__ABOUT THIS EXERCISE__:
From the line containing "on the cardinal" through the last line of the entries, set down every line exactly and add nothing.

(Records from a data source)
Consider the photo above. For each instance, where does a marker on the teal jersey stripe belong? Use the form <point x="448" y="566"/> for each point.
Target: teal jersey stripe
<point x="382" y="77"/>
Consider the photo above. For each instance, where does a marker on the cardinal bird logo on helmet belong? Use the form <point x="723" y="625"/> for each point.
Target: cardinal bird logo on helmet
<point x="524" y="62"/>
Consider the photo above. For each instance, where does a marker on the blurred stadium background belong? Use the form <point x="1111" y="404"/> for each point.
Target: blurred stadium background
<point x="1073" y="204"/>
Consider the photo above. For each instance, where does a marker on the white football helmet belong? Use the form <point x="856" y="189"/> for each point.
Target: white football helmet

__RESULT OF THE EXERCISE__:
Consider the photo above. For each instance, where does a marker on the cardinal bird logo on helmet belong? Use the form <point x="723" y="625"/> for each point.
Target: cardinal bird logo on helmet
<point x="524" y="62"/>
Consider the photo above. For each instance, where does a marker on the blurred stadium background belong? Use the form <point x="1111" y="404"/> for each point.
Target: blurred stadium background
<point x="1073" y="204"/>
Consider the photo above. For each instance, where does a marker on the white football helmet belong? Use the form <point x="856" y="189"/> for each point.
Target: white football helmet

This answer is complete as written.